◆ Registros de puntos etiquetados ◆

————

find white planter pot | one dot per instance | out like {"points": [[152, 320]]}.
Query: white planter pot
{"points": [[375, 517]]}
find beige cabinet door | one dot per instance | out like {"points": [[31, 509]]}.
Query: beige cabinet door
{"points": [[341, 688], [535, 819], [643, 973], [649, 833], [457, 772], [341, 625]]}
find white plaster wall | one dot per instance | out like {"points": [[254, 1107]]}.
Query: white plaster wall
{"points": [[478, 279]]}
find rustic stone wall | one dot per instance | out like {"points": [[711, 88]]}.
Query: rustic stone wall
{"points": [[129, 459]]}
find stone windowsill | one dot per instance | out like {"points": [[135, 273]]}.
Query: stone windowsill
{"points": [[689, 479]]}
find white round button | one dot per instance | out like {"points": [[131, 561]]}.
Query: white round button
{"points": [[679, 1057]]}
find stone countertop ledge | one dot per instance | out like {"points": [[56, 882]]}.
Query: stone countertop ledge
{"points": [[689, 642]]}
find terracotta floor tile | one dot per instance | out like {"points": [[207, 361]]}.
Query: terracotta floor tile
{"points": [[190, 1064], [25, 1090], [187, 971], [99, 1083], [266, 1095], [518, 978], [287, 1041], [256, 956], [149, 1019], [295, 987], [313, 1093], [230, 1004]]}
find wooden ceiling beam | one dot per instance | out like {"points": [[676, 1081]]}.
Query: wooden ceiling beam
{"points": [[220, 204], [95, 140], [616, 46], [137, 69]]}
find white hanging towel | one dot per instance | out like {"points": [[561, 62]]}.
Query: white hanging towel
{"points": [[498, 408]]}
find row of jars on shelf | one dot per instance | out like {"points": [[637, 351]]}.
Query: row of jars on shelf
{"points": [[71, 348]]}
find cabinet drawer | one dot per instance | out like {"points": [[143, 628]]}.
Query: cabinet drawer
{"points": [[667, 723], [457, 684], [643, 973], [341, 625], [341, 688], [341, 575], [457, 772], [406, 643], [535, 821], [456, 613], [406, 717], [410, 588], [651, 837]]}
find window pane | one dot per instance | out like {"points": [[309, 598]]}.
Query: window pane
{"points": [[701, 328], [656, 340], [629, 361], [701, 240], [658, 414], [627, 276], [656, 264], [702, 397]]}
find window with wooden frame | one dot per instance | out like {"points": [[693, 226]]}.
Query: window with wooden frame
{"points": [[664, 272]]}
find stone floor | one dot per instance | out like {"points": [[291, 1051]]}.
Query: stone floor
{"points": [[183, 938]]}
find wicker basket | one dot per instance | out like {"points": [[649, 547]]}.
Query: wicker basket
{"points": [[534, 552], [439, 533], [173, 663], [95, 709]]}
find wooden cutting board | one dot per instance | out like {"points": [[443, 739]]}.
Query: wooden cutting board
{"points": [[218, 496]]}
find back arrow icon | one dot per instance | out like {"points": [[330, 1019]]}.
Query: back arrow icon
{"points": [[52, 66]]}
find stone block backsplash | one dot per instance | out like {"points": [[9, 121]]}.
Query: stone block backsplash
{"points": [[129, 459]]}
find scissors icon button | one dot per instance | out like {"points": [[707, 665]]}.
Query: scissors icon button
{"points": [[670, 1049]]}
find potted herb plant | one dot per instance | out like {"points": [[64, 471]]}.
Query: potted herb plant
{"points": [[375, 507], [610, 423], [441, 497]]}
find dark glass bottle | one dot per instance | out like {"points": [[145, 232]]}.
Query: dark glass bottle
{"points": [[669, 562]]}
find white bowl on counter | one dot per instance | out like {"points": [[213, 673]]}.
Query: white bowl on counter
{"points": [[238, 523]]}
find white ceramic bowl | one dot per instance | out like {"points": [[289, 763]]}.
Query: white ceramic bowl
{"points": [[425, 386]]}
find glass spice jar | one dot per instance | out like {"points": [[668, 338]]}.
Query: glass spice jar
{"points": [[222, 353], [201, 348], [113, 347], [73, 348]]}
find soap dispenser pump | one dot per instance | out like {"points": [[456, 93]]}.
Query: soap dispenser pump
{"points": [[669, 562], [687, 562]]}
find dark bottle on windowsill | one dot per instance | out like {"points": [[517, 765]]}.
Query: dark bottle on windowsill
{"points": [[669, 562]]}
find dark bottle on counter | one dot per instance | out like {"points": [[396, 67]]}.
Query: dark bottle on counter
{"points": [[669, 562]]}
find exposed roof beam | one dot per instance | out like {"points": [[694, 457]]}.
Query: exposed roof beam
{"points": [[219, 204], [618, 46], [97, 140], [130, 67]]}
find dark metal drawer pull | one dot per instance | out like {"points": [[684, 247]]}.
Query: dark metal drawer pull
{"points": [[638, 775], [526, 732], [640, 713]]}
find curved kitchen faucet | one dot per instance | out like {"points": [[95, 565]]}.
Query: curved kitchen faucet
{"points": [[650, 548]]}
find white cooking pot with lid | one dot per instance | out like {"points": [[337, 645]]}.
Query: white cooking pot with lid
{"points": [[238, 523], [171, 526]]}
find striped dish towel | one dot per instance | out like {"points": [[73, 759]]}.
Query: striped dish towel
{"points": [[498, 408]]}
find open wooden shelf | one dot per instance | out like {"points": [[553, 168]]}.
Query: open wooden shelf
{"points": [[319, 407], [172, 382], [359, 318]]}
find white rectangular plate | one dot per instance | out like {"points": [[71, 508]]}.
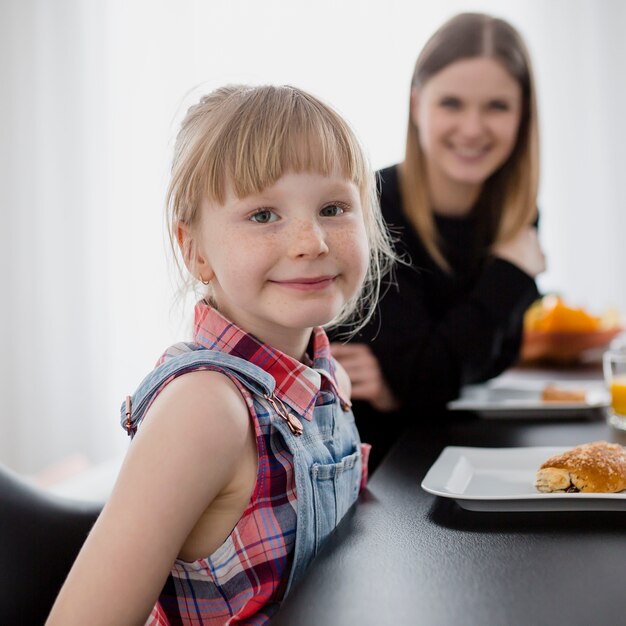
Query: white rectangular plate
{"points": [[506, 398], [503, 479]]}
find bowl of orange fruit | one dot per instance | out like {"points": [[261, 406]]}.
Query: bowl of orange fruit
{"points": [[555, 331]]}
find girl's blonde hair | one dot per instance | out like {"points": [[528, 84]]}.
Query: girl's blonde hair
{"points": [[245, 138], [508, 198]]}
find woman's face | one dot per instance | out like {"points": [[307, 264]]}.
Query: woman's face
{"points": [[468, 116]]}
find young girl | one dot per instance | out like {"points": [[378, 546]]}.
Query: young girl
{"points": [[245, 454], [463, 205]]}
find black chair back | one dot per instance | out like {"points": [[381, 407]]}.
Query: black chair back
{"points": [[40, 536]]}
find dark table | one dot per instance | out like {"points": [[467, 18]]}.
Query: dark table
{"points": [[403, 556]]}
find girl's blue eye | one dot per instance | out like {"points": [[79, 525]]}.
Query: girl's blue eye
{"points": [[499, 105], [450, 103], [264, 216], [332, 210]]}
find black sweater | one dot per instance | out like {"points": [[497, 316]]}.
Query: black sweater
{"points": [[436, 331]]}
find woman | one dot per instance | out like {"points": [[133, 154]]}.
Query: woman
{"points": [[462, 205]]}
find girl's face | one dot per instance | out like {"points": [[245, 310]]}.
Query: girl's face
{"points": [[468, 116], [286, 259]]}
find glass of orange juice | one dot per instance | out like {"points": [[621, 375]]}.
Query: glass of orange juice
{"points": [[614, 365]]}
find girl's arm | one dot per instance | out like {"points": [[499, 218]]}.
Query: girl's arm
{"points": [[184, 454]]}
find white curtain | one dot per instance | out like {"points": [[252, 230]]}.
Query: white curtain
{"points": [[91, 94]]}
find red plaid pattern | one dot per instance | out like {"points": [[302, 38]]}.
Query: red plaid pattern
{"points": [[244, 581]]}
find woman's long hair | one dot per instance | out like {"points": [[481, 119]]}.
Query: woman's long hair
{"points": [[508, 197]]}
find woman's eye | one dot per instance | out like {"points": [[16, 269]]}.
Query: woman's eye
{"points": [[499, 105], [451, 103], [331, 210], [264, 216]]}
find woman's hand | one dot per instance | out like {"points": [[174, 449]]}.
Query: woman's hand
{"points": [[365, 374], [524, 250]]}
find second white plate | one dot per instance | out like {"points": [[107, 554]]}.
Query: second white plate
{"points": [[501, 398], [502, 479]]}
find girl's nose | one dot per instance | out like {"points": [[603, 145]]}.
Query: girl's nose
{"points": [[307, 239], [472, 123]]}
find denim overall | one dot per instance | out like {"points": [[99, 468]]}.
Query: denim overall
{"points": [[326, 455]]}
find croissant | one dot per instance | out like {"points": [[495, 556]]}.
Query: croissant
{"points": [[598, 467]]}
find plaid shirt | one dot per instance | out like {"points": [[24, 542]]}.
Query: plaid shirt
{"points": [[244, 581]]}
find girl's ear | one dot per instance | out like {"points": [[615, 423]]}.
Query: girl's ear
{"points": [[194, 259], [414, 105]]}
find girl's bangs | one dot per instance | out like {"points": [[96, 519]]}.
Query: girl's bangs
{"points": [[254, 155]]}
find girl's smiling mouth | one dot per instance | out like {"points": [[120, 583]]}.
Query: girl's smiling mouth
{"points": [[316, 283]]}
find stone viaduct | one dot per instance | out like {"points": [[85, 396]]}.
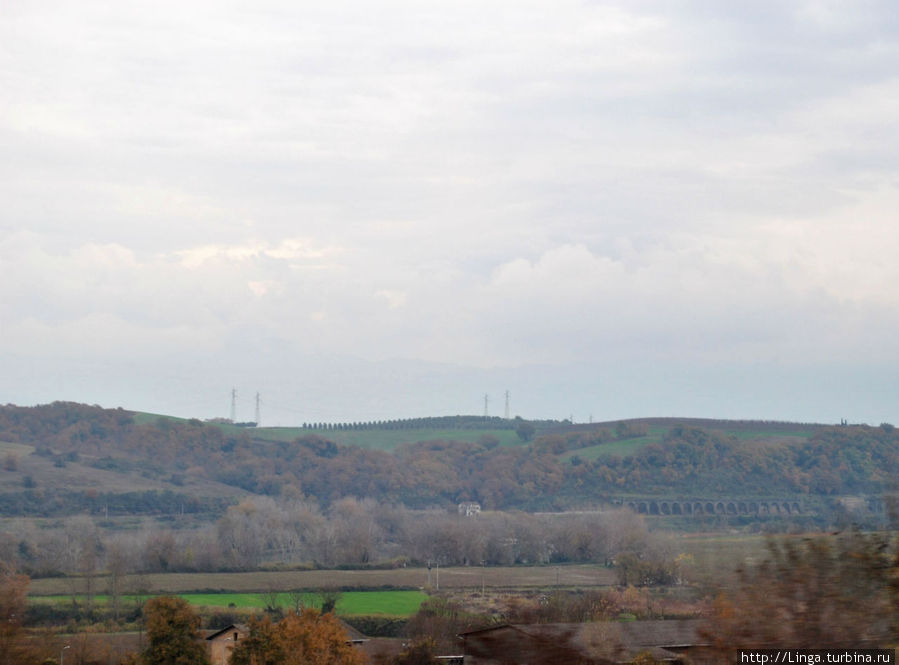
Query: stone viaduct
{"points": [[666, 507]]}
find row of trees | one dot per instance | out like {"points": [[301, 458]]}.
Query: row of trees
{"points": [[350, 532], [544, 475]]}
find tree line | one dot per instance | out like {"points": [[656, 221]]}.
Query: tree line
{"points": [[546, 474]]}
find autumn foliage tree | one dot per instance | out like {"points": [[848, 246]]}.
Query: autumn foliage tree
{"points": [[12, 610], [834, 591], [307, 638], [173, 633]]}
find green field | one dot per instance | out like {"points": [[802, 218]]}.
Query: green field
{"points": [[351, 603], [379, 439], [385, 439]]}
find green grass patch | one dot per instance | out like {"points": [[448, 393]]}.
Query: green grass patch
{"points": [[351, 603], [613, 448], [385, 439]]}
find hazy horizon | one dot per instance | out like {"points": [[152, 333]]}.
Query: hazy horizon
{"points": [[368, 212]]}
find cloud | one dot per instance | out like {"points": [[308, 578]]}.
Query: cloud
{"points": [[483, 185]]}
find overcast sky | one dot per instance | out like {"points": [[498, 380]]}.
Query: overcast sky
{"points": [[370, 210]]}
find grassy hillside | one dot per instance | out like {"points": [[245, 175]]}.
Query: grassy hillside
{"points": [[66, 458]]}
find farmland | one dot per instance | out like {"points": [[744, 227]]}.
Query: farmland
{"points": [[352, 603], [400, 578]]}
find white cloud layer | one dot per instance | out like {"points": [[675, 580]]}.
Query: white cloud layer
{"points": [[259, 194]]}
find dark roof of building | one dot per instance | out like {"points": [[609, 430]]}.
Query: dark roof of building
{"points": [[617, 641], [239, 627]]}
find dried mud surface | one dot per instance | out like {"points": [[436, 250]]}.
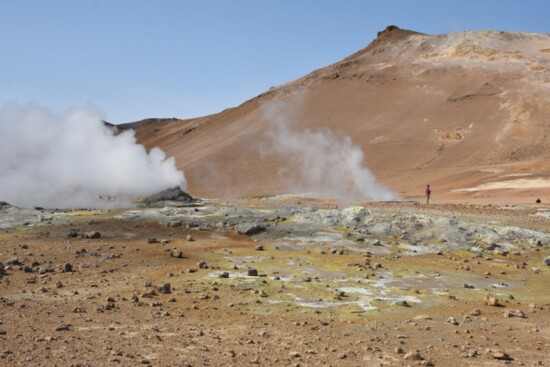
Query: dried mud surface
{"points": [[386, 284]]}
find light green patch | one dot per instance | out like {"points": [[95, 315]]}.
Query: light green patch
{"points": [[466, 48]]}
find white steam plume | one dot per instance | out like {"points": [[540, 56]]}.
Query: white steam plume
{"points": [[75, 161], [318, 161]]}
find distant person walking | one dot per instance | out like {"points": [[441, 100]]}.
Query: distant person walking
{"points": [[428, 193]]}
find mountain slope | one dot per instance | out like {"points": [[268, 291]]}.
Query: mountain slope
{"points": [[465, 112]]}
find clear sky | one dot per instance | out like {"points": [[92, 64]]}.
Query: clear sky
{"points": [[142, 58]]}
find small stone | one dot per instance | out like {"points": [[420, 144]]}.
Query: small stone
{"points": [[413, 355], [492, 301], [62, 327], [501, 356], [72, 233], [514, 313], [177, 253], [92, 235], [13, 261], [475, 312], [174, 223], [452, 321]]}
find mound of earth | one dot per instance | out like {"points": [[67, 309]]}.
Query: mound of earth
{"points": [[457, 111], [174, 194]]}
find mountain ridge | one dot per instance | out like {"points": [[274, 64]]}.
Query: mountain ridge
{"points": [[443, 109]]}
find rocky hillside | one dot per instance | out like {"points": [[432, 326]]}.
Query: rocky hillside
{"points": [[468, 113]]}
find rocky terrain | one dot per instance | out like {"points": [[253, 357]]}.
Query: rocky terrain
{"points": [[275, 281]]}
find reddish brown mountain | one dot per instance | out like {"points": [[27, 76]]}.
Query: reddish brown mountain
{"points": [[468, 113]]}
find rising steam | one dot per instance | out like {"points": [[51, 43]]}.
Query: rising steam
{"points": [[318, 161], [74, 160]]}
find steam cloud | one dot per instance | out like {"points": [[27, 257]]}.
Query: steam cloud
{"points": [[318, 161], [75, 161]]}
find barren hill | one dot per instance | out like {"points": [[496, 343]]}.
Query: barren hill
{"points": [[468, 113]]}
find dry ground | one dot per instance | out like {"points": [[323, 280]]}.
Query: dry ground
{"points": [[108, 311]]}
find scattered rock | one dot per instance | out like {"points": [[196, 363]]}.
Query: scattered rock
{"points": [[501, 356], [62, 327], [514, 313], [72, 233], [177, 253], [92, 234], [174, 224], [13, 261], [413, 355], [492, 301], [452, 321], [402, 303]]}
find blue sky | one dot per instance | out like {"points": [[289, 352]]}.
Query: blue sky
{"points": [[138, 59]]}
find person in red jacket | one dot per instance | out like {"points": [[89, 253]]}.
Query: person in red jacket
{"points": [[428, 193]]}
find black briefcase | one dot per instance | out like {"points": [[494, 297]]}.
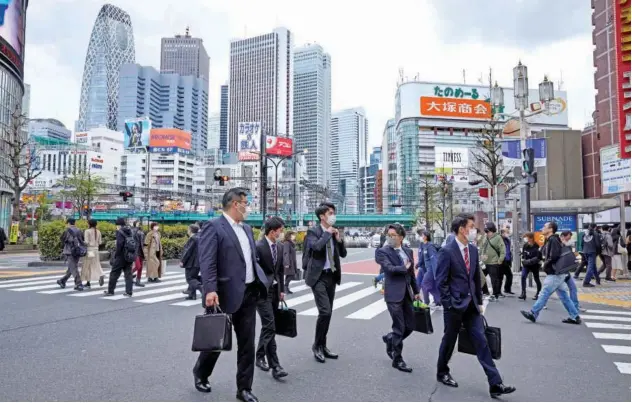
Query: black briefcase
{"points": [[213, 331], [285, 321], [492, 334], [423, 320]]}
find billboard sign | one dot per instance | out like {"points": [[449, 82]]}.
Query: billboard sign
{"points": [[136, 134], [451, 163], [622, 67], [12, 23], [278, 146], [249, 140], [615, 171]]}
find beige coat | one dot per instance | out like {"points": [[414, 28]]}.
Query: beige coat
{"points": [[91, 268], [153, 255]]}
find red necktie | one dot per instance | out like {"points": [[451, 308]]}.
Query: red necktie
{"points": [[466, 257]]}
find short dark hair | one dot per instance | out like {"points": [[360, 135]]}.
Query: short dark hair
{"points": [[323, 208], [273, 224], [398, 229], [461, 221], [232, 195]]}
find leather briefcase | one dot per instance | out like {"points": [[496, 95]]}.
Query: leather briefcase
{"points": [[492, 334], [285, 321], [212, 331]]}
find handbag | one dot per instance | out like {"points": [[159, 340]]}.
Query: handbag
{"points": [[423, 319], [492, 334], [212, 331], [285, 321]]}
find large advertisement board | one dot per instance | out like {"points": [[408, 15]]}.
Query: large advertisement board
{"points": [[278, 146], [249, 140], [452, 163], [12, 21], [615, 171], [136, 133], [623, 45]]}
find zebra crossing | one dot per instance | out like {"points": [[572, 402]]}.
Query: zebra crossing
{"points": [[613, 329], [359, 300]]}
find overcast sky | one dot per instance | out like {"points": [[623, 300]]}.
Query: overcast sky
{"points": [[368, 41]]}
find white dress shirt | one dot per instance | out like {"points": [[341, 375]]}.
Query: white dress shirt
{"points": [[244, 242]]}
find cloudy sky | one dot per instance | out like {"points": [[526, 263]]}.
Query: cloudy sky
{"points": [[368, 41]]}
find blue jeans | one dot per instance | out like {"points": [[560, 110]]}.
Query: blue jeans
{"points": [[591, 269], [555, 283]]}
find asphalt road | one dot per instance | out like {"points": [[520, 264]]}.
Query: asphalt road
{"points": [[59, 347]]}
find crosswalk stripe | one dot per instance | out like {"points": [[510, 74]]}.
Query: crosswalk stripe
{"points": [[607, 318], [623, 367], [599, 325], [152, 292], [606, 312], [369, 311], [344, 301], [291, 302], [612, 336], [617, 349]]}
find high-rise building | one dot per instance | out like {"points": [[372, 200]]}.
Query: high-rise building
{"points": [[223, 119], [111, 45], [312, 109], [349, 138], [169, 100], [261, 84], [185, 56]]}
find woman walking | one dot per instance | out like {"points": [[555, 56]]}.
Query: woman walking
{"points": [[289, 259], [154, 254], [91, 268], [531, 258]]}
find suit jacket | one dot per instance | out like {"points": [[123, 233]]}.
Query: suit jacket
{"points": [[456, 287], [223, 265], [274, 272], [316, 252], [398, 279]]}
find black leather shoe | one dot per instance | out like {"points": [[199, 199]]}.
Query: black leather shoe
{"points": [[329, 354], [500, 389], [246, 396], [318, 354], [389, 347], [401, 365], [447, 380], [262, 364], [278, 372]]}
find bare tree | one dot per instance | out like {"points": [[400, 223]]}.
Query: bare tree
{"points": [[19, 157]]}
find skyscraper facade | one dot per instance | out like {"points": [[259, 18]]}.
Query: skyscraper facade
{"points": [[312, 109], [261, 83], [349, 139], [223, 119], [169, 100], [111, 45]]}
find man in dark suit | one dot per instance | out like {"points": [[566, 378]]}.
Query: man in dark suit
{"points": [[459, 281], [400, 289], [324, 248], [272, 264], [232, 280]]}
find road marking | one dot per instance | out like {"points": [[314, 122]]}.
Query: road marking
{"points": [[617, 349], [344, 301], [599, 325], [369, 311], [608, 312], [612, 336], [309, 297], [606, 318], [623, 367]]}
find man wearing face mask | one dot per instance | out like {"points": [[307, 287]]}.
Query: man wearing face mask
{"points": [[459, 280], [231, 277], [321, 263]]}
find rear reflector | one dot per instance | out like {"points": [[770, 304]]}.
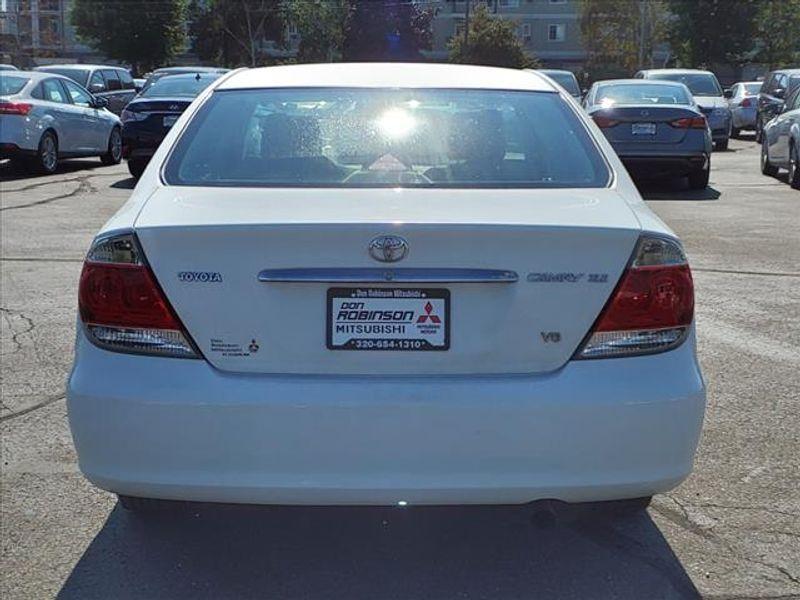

————

◆ Requisitos del ejercicio ◆
Localiza en los registros anteriores cada línea que contenga la palabra "jacket" y cópiala. Ten en cuenta que se distinguen mayúsculas y minúsculas.

◆ Respuesta correcta ◆
find person in red jacket | one dot per instance | out like {"points": [[89, 253]]}.
Query: person in red jacket
find suit jacket | one dot per instance | out like {"points": [[123, 233]]}.
Query: suit jacket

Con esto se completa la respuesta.